§ TEXT PASSAGE
::::::

Johannes Enschedé IV (20 November 1811 in Haarlem –16 August 1878 in Haarlem) was a Haarlem newspaper editor and printer.

Biography
He was the great-great-grandson of the founder of the Joh. Enschedé company, and the son of Johannes Enschedé III. He studied law in Leiden and returned to become partner in the family company. On 29 November 1849 in Paris he married Mathilda Amelie Lambert, (Mortefontaine, 11 June  1827 – Haarlem, 2 October 1855) the daughter of John Lambert and Charlotte Robertine Mirandolle. From this marriage was born on 26 August 1851 a son: Johannes Enschedé V.  Remarried in Amsterdam on 11 November 1858 with Henriette Jacqueline Mirandolle (The Hague, 31 August 1826 –Haarlem, 12 September 1900) daughter of Mr. Charles François Mirandolle and Georgine Antoinette van der Tuuk.

::::::

§ MATERIALS PROVIDED
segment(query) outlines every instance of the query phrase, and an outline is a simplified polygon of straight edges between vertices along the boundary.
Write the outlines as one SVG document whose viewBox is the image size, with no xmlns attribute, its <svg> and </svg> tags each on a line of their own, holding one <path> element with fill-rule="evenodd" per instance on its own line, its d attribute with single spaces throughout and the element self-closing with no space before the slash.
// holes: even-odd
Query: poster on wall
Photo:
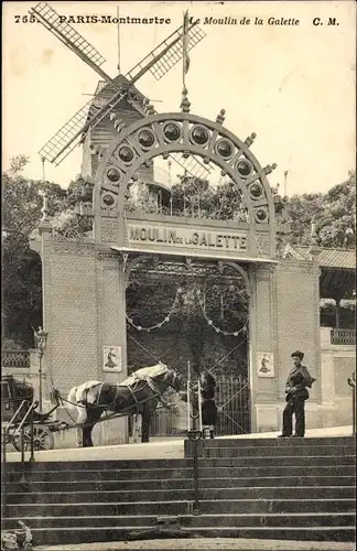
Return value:
<svg viewBox="0 0 357 551">
<path fill-rule="evenodd" d="M 257 353 L 258 377 L 274 377 L 274 356 L 272 352 Z"/>
<path fill-rule="evenodd" d="M 120 346 L 104 346 L 102 347 L 102 370 L 106 372 L 121 371 L 121 347 Z"/>
</svg>

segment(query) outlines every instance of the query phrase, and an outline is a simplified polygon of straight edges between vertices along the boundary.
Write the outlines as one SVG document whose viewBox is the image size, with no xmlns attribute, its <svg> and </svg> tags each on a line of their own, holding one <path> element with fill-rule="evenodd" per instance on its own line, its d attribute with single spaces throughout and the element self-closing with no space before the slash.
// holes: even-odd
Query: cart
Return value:
<svg viewBox="0 0 357 551">
<path fill-rule="evenodd" d="M 4 443 L 12 444 L 18 452 L 21 451 L 22 439 L 24 451 L 29 451 L 32 437 L 35 451 L 53 450 L 53 433 L 68 428 L 67 423 L 52 419 L 58 403 L 45 413 L 36 411 L 37 406 L 30 382 L 19 381 L 12 375 L 1 377 L 1 424 L 4 429 Z"/>
</svg>

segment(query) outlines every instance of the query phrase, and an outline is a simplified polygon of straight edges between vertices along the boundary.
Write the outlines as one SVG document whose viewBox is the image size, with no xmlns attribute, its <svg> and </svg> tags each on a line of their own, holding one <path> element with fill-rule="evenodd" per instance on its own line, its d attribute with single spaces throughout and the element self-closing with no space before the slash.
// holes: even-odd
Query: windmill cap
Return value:
<svg viewBox="0 0 357 551">
<path fill-rule="evenodd" d="M 304 353 L 303 352 L 300 352 L 300 350 L 295 350 L 292 353 L 291 357 L 296 357 L 296 358 L 300 358 L 300 359 L 303 359 L 304 357 Z"/>
</svg>

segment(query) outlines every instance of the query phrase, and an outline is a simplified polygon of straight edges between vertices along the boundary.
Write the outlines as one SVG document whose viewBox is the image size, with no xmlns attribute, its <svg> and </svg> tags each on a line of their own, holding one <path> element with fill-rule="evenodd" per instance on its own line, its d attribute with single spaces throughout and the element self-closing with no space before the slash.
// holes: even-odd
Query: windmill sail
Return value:
<svg viewBox="0 0 357 551">
<path fill-rule="evenodd" d="M 141 60 L 138 65 L 136 65 L 129 73 L 126 75 L 127 78 L 131 78 L 132 74 L 136 74 L 138 68 L 147 65 L 153 57 L 158 56 L 158 54 L 162 53 L 160 62 L 155 63 L 152 67 L 149 68 L 149 72 L 152 76 L 160 80 L 163 76 L 165 76 L 169 71 L 174 67 L 182 60 L 182 33 L 183 26 L 180 26 L 174 31 L 167 39 L 165 39 L 159 46 L 156 46 L 150 54 L 147 55 L 143 60 Z M 192 50 L 194 46 L 198 44 L 204 37 L 206 33 L 197 25 L 193 24 L 187 33 L 187 51 Z M 170 50 L 166 50 L 166 46 L 171 44 Z"/>
<path fill-rule="evenodd" d="M 198 44 L 205 35 L 206 34 L 201 29 L 193 24 L 188 30 L 191 47 Z M 181 60 L 181 36 L 182 26 L 129 71 L 126 75 L 129 80 L 129 86 L 139 80 L 148 71 L 150 71 L 156 79 L 160 79 L 166 74 Z M 173 54 L 171 55 L 171 51 L 175 45 L 177 50 L 173 50 Z M 112 96 L 112 98 L 89 119 L 88 110 L 91 100 L 88 101 L 40 150 L 40 155 L 58 166 L 58 164 L 61 164 L 61 162 L 80 143 L 86 133 L 93 130 L 119 104 L 119 101 L 123 99 L 126 94 L 126 90 L 115 94 L 115 96 Z"/>
<path fill-rule="evenodd" d="M 100 67 L 105 57 L 68 23 L 61 23 L 58 13 L 46 2 L 40 2 L 29 10 L 29 13 L 51 31 L 72 52 L 77 54 L 89 67 L 98 73 L 105 80 L 111 83 L 111 78 Z"/>
</svg>

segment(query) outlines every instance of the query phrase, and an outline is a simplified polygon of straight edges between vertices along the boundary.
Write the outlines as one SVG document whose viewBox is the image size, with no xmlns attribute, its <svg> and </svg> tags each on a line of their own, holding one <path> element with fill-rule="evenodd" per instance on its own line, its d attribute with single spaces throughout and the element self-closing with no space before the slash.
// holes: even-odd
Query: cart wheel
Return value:
<svg viewBox="0 0 357 551">
<path fill-rule="evenodd" d="M 30 426 L 24 430 L 24 449 L 25 452 L 31 450 L 31 433 Z M 21 452 L 21 436 L 14 436 L 12 441 L 13 447 L 17 452 Z M 54 449 L 54 437 L 52 432 L 46 426 L 34 426 L 33 428 L 33 449 L 34 451 L 40 450 L 53 450 Z"/>
</svg>

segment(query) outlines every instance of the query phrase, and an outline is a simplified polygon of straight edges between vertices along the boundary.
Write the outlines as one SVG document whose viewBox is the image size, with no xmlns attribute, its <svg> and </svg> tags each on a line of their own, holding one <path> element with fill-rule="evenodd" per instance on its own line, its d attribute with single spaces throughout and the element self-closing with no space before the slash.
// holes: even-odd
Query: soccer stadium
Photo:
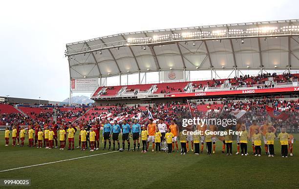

::::::

§ PROBLEMS TO WORK ON
(a) Translate this sentence from the Enschedé biography into French: "He studied law in Leiden and returned to become partner in the family company."
(b) Locate each line of the listing that contains the string "windmill" and copy those lines. Matching is case-sensitive.
The listing is unrelated to the biography above it.

§ FULL ANSWERS
(a) Il étudia le droit à Leyde et revint pour devenir associé dans l'entreprise familiale.

(b)
Query: windmill cap
Query: windmill sail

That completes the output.